- **FRAGMENTO PROPORCIONADO**:
____________

José Juan Marín

El año que termina no puede compararse con ningún otro, porque cada año trae la riqueza de su propio afán. Cada año es único e irrepetible, pero de nosotros depende darle vida y encontrarle el sentido.

Sí podemos decir que el año que está por terminar, el 2022, fue mejor que el 2020, porque aquel fue el del inicio de la pandemia y la cuarentena, y el 2022 a pesar de la variante Ómicron y la entrada de la sexta etapa de esta pandemia, esperemos que sea su posible declinación.

Sin embargo, no podemos dar nada por sentado, porque la historia siempre está encinta de accidentes y es una caja de sorpresas.

Conviene decir que el año que viene, el 2023, puede ser un buen año para todos, pero eso depende de los fundamentos y el empeño que hayamos puesto para hacer de él un año diferente.

Los tiempos caen del cielo, pero nos toca a nosotros dotarlos de una esencia humana y darles el ser y, sobre todo, el modo de ser.

Si cae del cielo un tiempo perfecto e inmaculado, puede ser que nosotros nos situemos a su altura y hagamos de él un tiempo perfecto e inmaculado.

Pero también puede ser que no estemos a la altura, y que un tiempo bueno e inmaculado lo echemos a perder desviándolo de su afán y contaminándolo de impurezas.

Son pocas las ocasiones en que hemos sentido que el mundo de antes no existe: que fue remplazado por un mundo de arenas movedizas en el que nada se sostiene en pie.

El terrorismo, la polarización ideológica, los cataclismos naturales, las crisis ambientales y el eclipse de los valores universales, es lo que nos hace pensar que desde hace años, nace un mundo que asusta.

Las guerras y las masacres son una expresión de la crisis de la razón posmoderna.

____________

- **OBJETIVO DE LA TAREA**: Por favor, indica qué año, según el fragmento, fue el del inicio de la pandemia y la cuarentena. Las filas no hacen falta para resolver esto.

____________

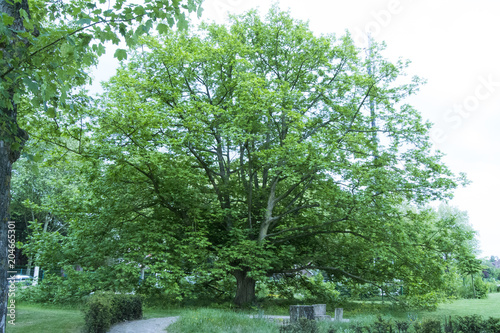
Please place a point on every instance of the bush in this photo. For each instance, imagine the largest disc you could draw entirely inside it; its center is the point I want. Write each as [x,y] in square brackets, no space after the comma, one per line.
[469,324]
[429,326]
[105,309]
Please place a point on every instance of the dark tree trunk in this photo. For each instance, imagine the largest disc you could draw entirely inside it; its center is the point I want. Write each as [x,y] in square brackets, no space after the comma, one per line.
[12,139]
[5,174]
[245,288]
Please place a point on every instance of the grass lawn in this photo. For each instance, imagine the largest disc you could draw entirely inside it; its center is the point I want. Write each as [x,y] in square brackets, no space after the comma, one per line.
[33,318]
[489,307]
[40,318]
[54,319]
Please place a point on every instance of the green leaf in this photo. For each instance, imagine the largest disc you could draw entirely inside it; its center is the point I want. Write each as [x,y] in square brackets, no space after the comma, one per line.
[32,86]
[139,11]
[163,28]
[51,112]
[83,22]
[120,54]
[7,20]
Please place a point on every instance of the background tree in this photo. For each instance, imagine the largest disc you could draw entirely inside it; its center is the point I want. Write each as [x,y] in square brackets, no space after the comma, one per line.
[44,48]
[256,143]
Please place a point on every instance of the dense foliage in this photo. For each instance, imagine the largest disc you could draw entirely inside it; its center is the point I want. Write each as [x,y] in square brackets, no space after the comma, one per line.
[229,155]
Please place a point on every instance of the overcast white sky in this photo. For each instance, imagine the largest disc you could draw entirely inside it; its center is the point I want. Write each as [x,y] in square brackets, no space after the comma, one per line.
[455,45]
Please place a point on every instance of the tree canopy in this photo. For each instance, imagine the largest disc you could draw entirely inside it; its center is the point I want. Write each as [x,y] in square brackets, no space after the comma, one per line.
[256,149]
[44,48]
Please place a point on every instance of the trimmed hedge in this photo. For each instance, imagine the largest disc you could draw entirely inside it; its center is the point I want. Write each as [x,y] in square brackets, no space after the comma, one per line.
[105,309]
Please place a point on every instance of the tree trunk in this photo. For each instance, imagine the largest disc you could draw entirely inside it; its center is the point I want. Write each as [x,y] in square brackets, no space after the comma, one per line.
[10,134]
[245,289]
[5,173]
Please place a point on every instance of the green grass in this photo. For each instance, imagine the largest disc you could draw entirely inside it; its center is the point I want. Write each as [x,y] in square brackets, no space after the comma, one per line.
[38,318]
[59,319]
[32,318]
[489,307]
[220,321]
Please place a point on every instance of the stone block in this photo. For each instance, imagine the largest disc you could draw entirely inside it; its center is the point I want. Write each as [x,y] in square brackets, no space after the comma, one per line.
[301,311]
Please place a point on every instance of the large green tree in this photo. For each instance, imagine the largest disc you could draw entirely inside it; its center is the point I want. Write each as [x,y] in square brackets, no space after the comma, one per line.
[259,148]
[44,47]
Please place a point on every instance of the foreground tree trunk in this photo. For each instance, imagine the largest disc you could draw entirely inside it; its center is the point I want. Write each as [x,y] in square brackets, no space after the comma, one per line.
[245,288]
[12,139]
[5,173]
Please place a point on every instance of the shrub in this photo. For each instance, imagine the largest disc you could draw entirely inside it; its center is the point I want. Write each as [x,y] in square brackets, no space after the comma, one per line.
[469,324]
[105,309]
[429,326]
[382,325]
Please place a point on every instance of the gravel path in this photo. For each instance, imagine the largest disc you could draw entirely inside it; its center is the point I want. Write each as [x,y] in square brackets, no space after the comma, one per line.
[154,325]
[158,325]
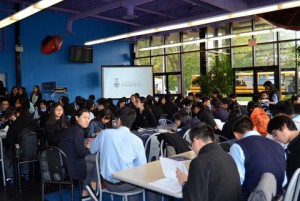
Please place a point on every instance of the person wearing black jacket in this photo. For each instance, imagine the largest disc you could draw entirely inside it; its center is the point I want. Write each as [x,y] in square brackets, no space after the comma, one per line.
[213,174]
[284,130]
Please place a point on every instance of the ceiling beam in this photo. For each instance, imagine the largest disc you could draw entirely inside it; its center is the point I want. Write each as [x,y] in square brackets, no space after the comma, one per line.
[228,5]
[153,12]
[201,5]
[108,7]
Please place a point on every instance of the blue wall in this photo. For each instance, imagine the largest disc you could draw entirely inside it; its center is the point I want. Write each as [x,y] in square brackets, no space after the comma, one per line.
[80,79]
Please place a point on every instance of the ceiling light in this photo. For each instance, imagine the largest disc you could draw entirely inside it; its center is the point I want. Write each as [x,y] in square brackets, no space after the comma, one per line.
[212,39]
[254,11]
[30,10]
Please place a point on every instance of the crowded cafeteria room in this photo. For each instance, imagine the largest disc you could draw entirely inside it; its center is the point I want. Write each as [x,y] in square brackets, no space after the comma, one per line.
[149,100]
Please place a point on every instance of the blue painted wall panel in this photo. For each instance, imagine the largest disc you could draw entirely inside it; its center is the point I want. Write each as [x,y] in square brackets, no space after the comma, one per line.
[81,79]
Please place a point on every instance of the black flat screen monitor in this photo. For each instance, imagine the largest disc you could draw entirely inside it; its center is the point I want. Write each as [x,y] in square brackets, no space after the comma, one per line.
[81,54]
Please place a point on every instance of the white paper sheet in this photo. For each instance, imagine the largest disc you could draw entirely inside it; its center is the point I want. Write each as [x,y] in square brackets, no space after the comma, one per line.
[168,184]
[169,167]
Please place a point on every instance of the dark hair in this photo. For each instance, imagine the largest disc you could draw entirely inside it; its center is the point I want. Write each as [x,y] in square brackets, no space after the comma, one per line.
[90,104]
[294,98]
[78,113]
[242,124]
[101,101]
[225,101]
[127,116]
[38,89]
[184,118]
[92,97]
[215,103]
[44,102]
[233,95]
[198,95]
[24,102]
[63,120]
[202,131]
[199,105]
[284,107]
[252,105]
[272,89]
[191,94]
[205,98]
[277,123]
[64,100]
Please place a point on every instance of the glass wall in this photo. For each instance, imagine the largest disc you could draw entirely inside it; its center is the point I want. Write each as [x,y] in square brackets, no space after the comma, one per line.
[176,67]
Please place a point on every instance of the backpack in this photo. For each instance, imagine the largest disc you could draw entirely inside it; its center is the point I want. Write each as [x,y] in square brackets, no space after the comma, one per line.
[260,119]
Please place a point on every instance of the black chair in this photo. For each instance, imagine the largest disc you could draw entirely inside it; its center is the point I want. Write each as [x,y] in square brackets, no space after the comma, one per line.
[55,170]
[27,151]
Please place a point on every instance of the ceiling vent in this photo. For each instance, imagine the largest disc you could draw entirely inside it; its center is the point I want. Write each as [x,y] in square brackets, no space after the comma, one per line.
[130,14]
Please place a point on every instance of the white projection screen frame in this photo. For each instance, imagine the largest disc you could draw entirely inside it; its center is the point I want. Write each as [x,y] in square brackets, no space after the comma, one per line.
[122,81]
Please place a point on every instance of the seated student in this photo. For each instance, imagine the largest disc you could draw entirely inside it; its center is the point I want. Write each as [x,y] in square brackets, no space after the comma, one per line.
[264,100]
[259,117]
[23,120]
[56,122]
[254,155]
[102,121]
[213,174]
[286,108]
[284,130]
[120,149]
[203,115]
[82,165]
[145,117]
[183,121]
[218,112]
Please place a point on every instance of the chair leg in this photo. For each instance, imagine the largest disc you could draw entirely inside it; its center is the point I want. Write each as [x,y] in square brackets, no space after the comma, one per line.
[60,193]
[43,191]
[72,192]
[19,176]
[3,172]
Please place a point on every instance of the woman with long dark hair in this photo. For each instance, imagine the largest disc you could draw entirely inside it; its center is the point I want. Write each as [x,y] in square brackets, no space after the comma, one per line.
[72,143]
[273,94]
[145,117]
[55,123]
[102,121]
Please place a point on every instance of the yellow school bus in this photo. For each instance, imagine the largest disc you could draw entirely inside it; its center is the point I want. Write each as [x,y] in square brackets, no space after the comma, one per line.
[244,82]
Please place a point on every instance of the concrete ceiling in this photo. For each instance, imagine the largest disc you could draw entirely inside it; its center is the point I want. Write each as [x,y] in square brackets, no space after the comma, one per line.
[142,14]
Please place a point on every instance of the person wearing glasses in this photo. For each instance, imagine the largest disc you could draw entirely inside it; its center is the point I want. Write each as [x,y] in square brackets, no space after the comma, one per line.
[284,130]
[255,155]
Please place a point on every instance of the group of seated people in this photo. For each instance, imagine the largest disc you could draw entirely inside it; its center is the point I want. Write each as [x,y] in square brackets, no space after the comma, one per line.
[257,137]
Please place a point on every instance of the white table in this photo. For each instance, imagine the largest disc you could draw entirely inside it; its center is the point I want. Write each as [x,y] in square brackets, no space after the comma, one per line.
[142,175]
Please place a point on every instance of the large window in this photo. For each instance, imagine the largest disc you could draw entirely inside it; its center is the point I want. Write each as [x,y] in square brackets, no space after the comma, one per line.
[175,67]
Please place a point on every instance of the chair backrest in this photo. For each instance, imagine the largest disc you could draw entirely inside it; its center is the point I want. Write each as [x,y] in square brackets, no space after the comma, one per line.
[28,147]
[54,166]
[266,188]
[152,148]
[292,192]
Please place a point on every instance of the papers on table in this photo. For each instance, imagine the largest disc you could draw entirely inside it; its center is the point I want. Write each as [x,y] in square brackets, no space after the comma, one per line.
[170,182]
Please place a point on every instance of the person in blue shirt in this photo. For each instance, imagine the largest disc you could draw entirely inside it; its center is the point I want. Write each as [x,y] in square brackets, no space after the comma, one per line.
[119,149]
[254,155]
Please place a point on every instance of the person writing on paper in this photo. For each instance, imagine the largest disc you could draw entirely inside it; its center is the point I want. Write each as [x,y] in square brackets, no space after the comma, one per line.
[213,174]
[119,149]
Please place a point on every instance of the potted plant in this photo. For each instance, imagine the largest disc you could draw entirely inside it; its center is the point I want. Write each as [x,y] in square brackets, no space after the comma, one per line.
[220,77]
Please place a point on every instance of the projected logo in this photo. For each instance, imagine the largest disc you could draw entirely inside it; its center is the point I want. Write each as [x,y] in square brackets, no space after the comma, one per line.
[116,83]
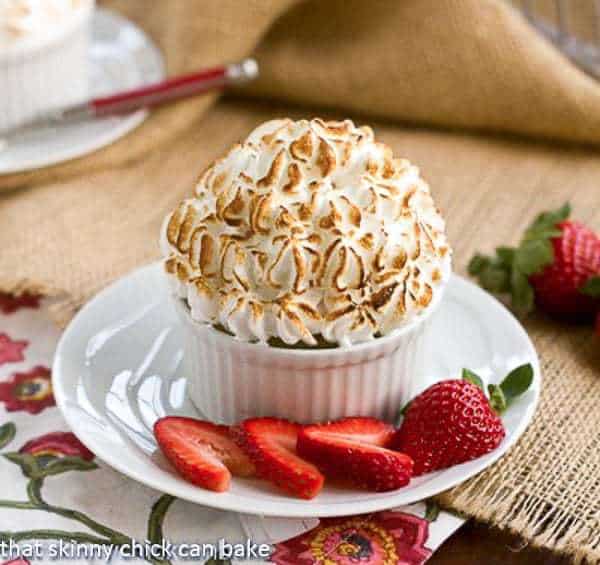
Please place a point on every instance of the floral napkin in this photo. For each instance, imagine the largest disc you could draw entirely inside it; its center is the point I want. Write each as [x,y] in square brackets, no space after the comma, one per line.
[58,503]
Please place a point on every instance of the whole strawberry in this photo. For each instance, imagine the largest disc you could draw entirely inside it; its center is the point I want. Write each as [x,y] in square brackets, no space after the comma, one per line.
[556,266]
[453,421]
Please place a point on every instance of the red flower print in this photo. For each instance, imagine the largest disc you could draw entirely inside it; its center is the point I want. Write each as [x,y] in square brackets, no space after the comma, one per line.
[11,351]
[10,303]
[57,445]
[387,537]
[30,392]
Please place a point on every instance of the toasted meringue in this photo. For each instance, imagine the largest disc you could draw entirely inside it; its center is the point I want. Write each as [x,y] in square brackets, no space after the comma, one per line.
[308,229]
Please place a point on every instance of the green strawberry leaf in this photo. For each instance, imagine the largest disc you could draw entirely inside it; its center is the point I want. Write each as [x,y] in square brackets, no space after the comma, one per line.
[478,263]
[432,510]
[7,434]
[494,278]
[65,464]
[508,271]
[592,287]
[473,378]
[523,299]
[497,399]
[533,255]
[517,382]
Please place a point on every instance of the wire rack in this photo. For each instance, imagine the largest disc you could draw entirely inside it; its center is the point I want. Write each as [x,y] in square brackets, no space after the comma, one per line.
[572,25]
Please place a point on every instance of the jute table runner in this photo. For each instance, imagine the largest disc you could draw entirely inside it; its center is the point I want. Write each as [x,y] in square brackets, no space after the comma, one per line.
[70,231]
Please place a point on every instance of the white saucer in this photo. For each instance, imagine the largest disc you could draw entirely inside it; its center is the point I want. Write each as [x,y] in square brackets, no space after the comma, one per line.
[121,57]
[120,365]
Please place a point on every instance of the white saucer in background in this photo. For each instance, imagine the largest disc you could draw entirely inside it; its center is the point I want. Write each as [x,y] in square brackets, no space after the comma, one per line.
[122,57]
[120,365]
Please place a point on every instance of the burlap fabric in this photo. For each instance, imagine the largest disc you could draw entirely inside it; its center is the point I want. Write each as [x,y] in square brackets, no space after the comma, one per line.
[70,230]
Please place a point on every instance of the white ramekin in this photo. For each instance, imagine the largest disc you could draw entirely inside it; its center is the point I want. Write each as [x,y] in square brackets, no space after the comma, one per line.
[42,73]
[231,380]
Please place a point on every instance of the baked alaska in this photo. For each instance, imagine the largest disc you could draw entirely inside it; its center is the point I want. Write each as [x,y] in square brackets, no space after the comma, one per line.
[308,232]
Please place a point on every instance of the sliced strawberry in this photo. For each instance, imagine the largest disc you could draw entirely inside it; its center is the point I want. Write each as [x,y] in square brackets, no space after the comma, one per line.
[354,449]
[203,453]
[271,445]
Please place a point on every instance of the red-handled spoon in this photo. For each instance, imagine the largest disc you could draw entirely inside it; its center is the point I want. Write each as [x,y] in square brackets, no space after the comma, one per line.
[147,96]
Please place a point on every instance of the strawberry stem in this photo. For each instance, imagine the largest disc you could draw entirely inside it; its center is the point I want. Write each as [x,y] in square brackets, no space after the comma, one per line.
[508,271]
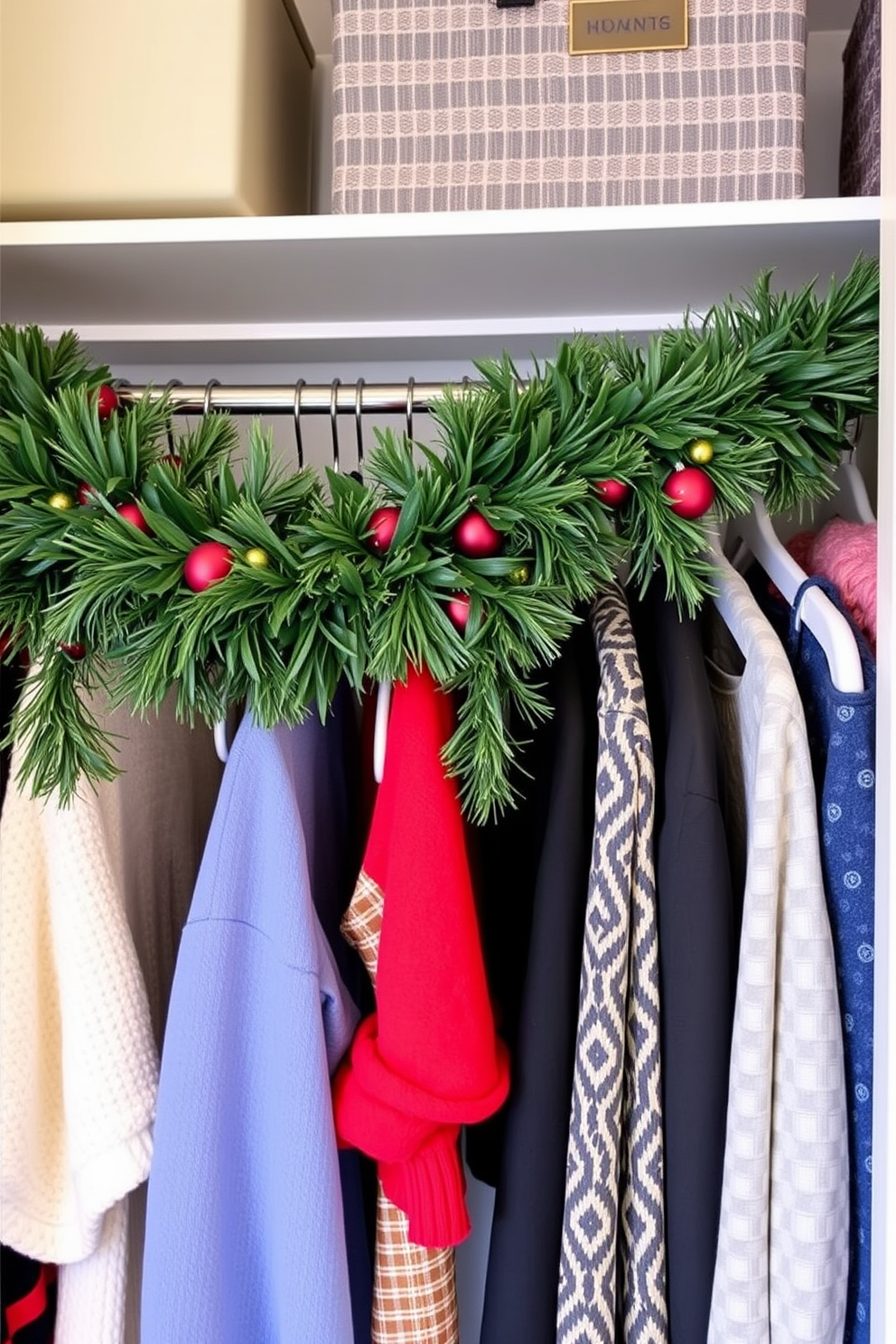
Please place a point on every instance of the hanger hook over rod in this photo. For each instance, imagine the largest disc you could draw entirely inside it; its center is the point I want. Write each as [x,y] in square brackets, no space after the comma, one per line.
[333,412]
[297,418]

____________

- **RESULTADO DEL EJERCICIO**: El 2020.